▸ **Given exercise**
Reproduce the listing below word for word, leaving out the pictures.

▽

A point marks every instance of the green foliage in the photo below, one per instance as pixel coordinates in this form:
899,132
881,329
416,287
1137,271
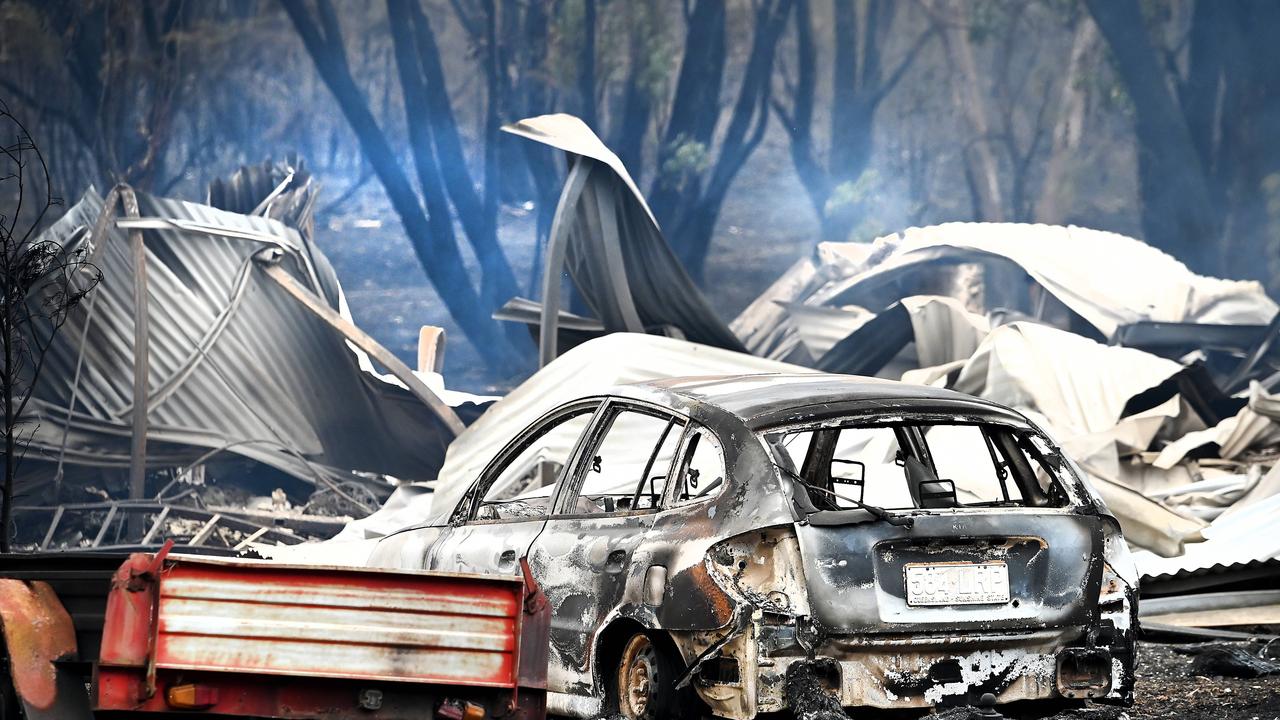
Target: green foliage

△

▸ **Task answer**
A point marks every instance of the green foliage in the photo below, one per instance as pixel coordinates in this form:
899,132
881,329
416,287
1137,271
Target: green foliage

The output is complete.